(What you are asked to do) Please repeat, word for word, the part of the setup instructions that opens with the words "3. Put the downloaded" and closes with "it is zipped.".

(Document passage)
***
1. Create a new directory named `data` inside `clip/`.

This creates the path `clip/data/`

2. Download file `hg19.tgz` from our public server using the link given
previously

3. Put the downloaded file into the new directory `clip/data/` and unzip it.

This creates the path `clip/data/hg19/`.
To save disk space you can now remove file `hg19.tgz`.

4. Assuming your CLIP-Seq data are for _proteinA_, create a new directory
named `proteinA` inside `clip/`.

This creates the path `clip/proteinA/`

5. Move/Copy the FastQ file with the CLIP-Seq reads into `clip/proteinA/` and
rename it to _reads.fastq_.

__Important:__ Unzip it, if it is zipped.

6. Open a terminal and navigate to your working directory.

cd /path/to/clip/

7. List all directories and files with the following command.

find .

You should now have a working directory that looks like this:

clip/
clip/data/
clip/data/hg19/
clip/proteinA/
clip/proteinA/reads.fastq

Verify that everything is in place.

## Align and process FastQ files with `clipseqtools-preprocess`

To process the fastq file, align the reads on the reference genome, annotate
the alignments with genic, repeat masker and phastCons conservation
information run the following command substituting \<PLACEHOLDER\> with the
appropriate information.

- If you are running on a machine with **more** than 32GB RAM.
***
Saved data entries
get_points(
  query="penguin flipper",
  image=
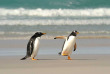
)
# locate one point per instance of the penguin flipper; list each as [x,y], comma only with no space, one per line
[60,37]
[75,46]
[59,53]
[30,47]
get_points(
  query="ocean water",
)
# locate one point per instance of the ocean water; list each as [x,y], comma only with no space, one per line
[20,19]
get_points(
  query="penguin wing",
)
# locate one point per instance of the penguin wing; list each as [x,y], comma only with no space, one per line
[75,46]
[30,47]
[60,37]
***
(Answer space)
3. Put the downloaded file into the new directory `clip/data/` and unzip it.

This creates the path `clip/data/hg19/`.
To save disk space you can now remove file `hg19.tgz`.

4. Assuming your CLIP-Seq data are for _proteinA_, create a new directory
named `proteinA` inside `clip/`.

This creates the path `clip/proteinA/`

5. Move/Copy the FastQ file with the CLIP-Seq reads into `clip/proteinA/` and
rename it to _reads.fastq_.

__Important:__ Unzip it, if it is zipped.